▶ Written request
Please format every line of the rows below as a JSON list of strings, one string per line, skipping blank lines and leaving the pictures out.

▶ Data for this task

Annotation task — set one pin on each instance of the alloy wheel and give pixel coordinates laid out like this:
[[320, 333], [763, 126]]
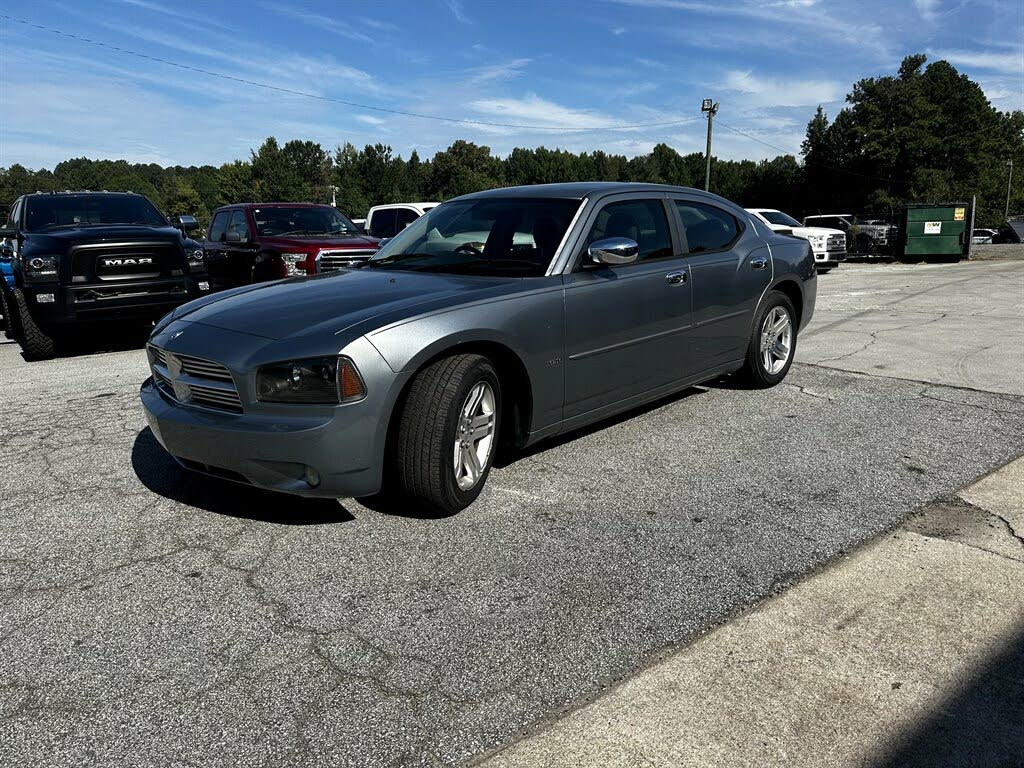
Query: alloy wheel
[[474, 435]]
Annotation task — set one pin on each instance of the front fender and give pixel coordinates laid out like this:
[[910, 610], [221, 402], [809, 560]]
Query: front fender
[[531, 327]]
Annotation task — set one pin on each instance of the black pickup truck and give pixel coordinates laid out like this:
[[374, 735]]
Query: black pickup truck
[[91, 257]]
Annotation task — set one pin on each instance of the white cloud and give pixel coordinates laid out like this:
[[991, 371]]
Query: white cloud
[[927, 8], [341, 25], [761, 91], [456, 7], [532, 110], [503, 71], [1009, 64]]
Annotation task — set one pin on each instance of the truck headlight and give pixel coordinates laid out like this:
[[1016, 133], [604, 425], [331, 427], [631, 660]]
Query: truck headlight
[[41, 267], [316, 380], [292, 261]]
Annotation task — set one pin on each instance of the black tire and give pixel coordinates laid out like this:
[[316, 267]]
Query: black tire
[[754, 373], [36, 343], [5, 324], [423, 459]]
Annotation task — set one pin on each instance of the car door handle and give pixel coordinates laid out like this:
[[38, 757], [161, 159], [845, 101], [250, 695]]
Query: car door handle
[[676, 279]]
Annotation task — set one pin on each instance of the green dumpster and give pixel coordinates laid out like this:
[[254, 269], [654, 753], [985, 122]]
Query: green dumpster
[[934, 231]]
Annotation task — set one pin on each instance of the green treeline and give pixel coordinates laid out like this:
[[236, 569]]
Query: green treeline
[[926, 134]]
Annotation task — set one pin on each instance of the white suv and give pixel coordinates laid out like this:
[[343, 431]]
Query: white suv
[[386, 221], [828, 245]]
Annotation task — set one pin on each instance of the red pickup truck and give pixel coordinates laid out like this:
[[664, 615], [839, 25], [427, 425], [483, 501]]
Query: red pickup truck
[[256, 242]]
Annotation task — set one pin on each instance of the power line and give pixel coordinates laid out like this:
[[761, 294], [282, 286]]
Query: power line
[[356, 104]]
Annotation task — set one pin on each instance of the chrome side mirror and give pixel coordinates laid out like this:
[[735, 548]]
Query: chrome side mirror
[[185, 223], [613, 251]]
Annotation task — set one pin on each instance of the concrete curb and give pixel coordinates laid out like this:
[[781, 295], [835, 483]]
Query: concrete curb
[[908, 651]]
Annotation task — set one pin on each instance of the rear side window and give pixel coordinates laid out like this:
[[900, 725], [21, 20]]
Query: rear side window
[[218, 227], [239, 224], [707, 227], [640, 220], [382, 223]]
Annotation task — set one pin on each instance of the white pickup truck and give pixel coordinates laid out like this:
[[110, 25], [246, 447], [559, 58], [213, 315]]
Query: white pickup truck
[[828, 245], [388, 220]]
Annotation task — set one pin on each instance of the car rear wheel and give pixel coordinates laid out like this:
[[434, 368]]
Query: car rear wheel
[[448, 433], [773, 343], [36, 343]]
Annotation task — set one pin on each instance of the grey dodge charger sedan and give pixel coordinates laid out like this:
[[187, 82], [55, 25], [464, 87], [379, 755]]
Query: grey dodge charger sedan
[[498, 318]]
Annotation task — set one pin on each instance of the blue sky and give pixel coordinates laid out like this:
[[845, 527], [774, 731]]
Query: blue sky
[[584, 64]]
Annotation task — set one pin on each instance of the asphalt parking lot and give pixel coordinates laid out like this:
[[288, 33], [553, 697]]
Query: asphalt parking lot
[[155, 619]]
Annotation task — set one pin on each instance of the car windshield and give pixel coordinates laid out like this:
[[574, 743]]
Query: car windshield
[[301, 221], [777, 217], [492, 236], [57, 211]]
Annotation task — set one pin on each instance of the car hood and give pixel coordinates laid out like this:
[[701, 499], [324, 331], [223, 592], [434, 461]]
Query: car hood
[[320, 242], [330, 303], [60, 240], [806, 231]]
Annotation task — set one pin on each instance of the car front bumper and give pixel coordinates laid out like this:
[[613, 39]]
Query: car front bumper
[[828, 259], [271, 445], [51, 303], [265, 451]]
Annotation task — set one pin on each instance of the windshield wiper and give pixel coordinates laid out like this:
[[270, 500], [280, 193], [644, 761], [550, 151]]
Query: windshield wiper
[[399, 257]]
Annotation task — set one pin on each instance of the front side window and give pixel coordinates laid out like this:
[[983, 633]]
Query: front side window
[[404, 217], [218, 226], [382, 224], [707, 227], [44, 212], [640, 220], [493, 236], [301, 221], [777, 217]]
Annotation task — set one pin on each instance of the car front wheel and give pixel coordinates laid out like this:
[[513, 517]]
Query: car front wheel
[[773, 342], [448, 433]]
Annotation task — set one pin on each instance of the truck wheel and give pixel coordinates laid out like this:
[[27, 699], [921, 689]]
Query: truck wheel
[[36, 344], [448, 433], [773, 343]]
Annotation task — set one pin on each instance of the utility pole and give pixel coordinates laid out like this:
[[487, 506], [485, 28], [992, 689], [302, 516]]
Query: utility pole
[[710, 107], [1010, 178]]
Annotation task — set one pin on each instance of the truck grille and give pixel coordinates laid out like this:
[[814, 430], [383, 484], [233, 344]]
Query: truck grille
[[194, 381], [124, 261], [330, 261], [836, 243]]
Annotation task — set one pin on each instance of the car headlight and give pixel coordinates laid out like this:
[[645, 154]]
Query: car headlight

▶ Exercise response
[
  "Annotation task — set one pin on each instance of the alloy wheel and give pixel coordinates laid out like this:",
  "[[320, 333], [763, 126]]",
  "Query: alloy wheel",
  "[[474, 435]]",
  "Annotation task — set one pin on each instance of the front fender and give pixel coordinates laid out like this:",
  "[[910, 610], [221, 402], [809, 560]]",
  "Query: front fender",
  "[[531, 327]]",
  "Annotation task — set one pin on each instance of the black pickup truck and give pixel coordinates laid out like this:",
  "[[374, 735]]",
  "Query: black pickup truck",
  "[[91, 257]]",
  "Annotation task — set one pin on each instance of the white cloud and give pixel coordinates laid out like this:",
  "[[991, 371]]",
  "Query: white cloud",
  "[[927, 8], [341, 25], [761, 91], [456, 7], [532, 110], [503, 71], [1009, 64]]",
  "Annotation task — set one pin on each instance of the truck headlight and give pixel coordinates laid out like this:",
  "[[1016, 133], [604, 425], [331, 427], [631, 660]]",
  "Query: truck headlight",
  "[[41, 267], [316, 380], [292, 261]]",
  "Annotation task — set one pin on each instance of the black tire and give pixel coordinates laid out like this:",
  "[[316, 267]]",
  "Query: black tire",
  "[[754, 373], [36, 343], [5, 324], [423, 459]]",
  "Annotation task — set one pin on each instance of the car door handle and give pixel coordinates laid out like this:",
  "[[38, 757], [161, 159], [845, 101], [250, 695]]",
  "Query: car door handle",
  "[[676, 279]]",
  "Annotation task — set one pin on each instance of the green dumpster and give pixel coordinates laid out like this:",
  "[[254, 269], [654, 753], [985, 122]]",
  "Query: green dumpster",
  "[[934, 231]]",
  "Annotation task — set one pin on each instance of the green treeline and give pixel coordinates laid out like this:",
  "[[236, 569]]",
  "Query: green treeline",
  "[[926, 134]]",
  "Annotation task — set one pin on each instance of the white suv and give pixel coordinates laid out like this:",
  "[[343, 431]]",
  "Query: white suv",
  "[[386, 221], [828, 245]]",
  "Annotation task — set one pin on each instance of the red pickup truck and give pixel coordinates laid out like this:",
  "[[664, 615], [839, 25], [427, 425], [483, 501]]",
  "Query: red pickup truck",
  "[[256, 242]]",
  "Annotation task — set one pin on each instance of the power line and give pixel coordinates laid out like this:",
  "[[761, 294], [282, 286]]",
  "Query: power line",
  "[[356, 104]]",
  "Annotation task — set one pin on each instance of the chrome side mirror and give pixel coordinates laid out like this:",
  "[[735, 548]]",
  "Query: chrome side mirror",
  "[[185, 223], [613, 251]]",
  "Annotation task — set one pin on each instance of the concrete curb and give pixel coordinates laid out like this:",
  "[[781, 295], [835, 483]]",
  "Query: concrete curb",
  "[[908, 651]]",
  "Annotation task — set one pin on each instance of the rear side window and give pixel coordinates laid out like this:",
  "[[900, 725], [21, 20]]",
  "Query: rear side window",
  "[[218, 227], [239, 224], [707, 227], [640, 220], [382, 223]]",
  "Annotation task — set one pin on each instance of the white pickup truck and give pixel coordinates laid out like this:",
  "[[110, 25], [246, 447], [559, 58], [213, 315]]",
  "Query: white pickup truck",
  "[[828, 245], [388, 220]]",
  "Annotation task — set one pin on each instance of the car rear wheel and give pixel coordinates laid out like this:",
  "[[434, 368]]",
  "Query: car rear wheel",
  "[[448, 433], [773, 343], [36, 343]]",
  "Annotation task — set one pin on each instance of the grey dodge charger sedan and give pixel coordinates laid out like this:",
  "[[187, 82], [55, 25], [464, 87], [379, 755]]",
  "Query: grey dodge charger sedan",
  "[[498, 318]]",
  "Annotation task — set one pin on each instance of the blue sky and give pixel coordinates laid out like this:",
  "[[845, 527], [774, 731]]",
  "Query: blue sky",
  "[[584, 64]]",
  "Annotation task — set one pin on each instance of the asphalt parking lot and give pixel coordinates laid out like this:",
  "[[288, 33], [553, 697]]",
  "Query: asphalt parking lot",
  "[[155, 619]]",
  "Annotation task — set one pin on each instance of the car windshield and give pixel coordinates laid out like this:",
  "[[574, 743]]",
  "Query: car windshield",
  "[[301, 221], [777, 217], [492, 236], [57, 211]]",
  "Annotation task — set one pin on each instance of the car hood and give pixel coordinates laid out like this:",
  "[[701, 499], [324, 331], [223, 592], [434, 461]]",
  "Query: car hood",
  "[[320, 242], [330, 303], [60, 240], [806, 231]]",
  "Annotation task — set one pin on each instance of the car front bumper and give pixel coordinates laid out like this:",
  "[[613, 39]]",
  "Query: car front bumper",
  "[[828, 259], [271, 445], [51, 303], [265, 451]]",
  "Annotation task — set one pin on each instance of the windshield wiper and give pixel coordinates laid out like this:",
  "[[270, 500], [280, 193], [644, 761], [550, 151]]",
  "Query: windshield wiper",
  "[[399, 257]]",
  "Annotation task — set one pin on each instance of the front side window and give pixel coordinates laid out like this:",
  "[[983, 633]]",
  "Query: front side window",
  "[[404, 217], [218, 226], [382, 224], [707, 227], [44, 212], [640, 220], [493, 236], [301, 221], [777, 217]]",
  "Annotation task — set one pin on each instance of the car front wheel and give pixel coordinates laid out like this:",
  "[[513, 517]]",
  "Query: car front wheel",
  "[[773, 342], [448, 433]]",
  "Annotation task — set one pin on each instance of the truck wheel and give pixel coordinates laid out like this:",
  "[[27, 699], [921, 689]]",
  "Query: truck wheel",
  "[[36, 344], [448, 433], [773, 343]]",
  "Annotation task — set one pin on each instance of the utility pole and give pixel coordinates laid out like this:",
  "[[487, 506], [485, 28], [992, 689], [302, 516]]",
  "Query: utility pole",
  "[[710, 107], [1010, 178]]",
  "Annotation task — set one pin on each instance of the truck grille and give pixel coordinates laid out like this:",
  "[[814, 430], [383, 484], [233, 344]]",
  "Query: truck grille",
  "[[194, 381], [124, 261], [330, 261], [836, 243]]",
  "Annotation task — set one pin on each instance of the car headlight and give pixel coordinates laid out like this:",
  "[[645, 154]]",
  "Query: car headlight"
]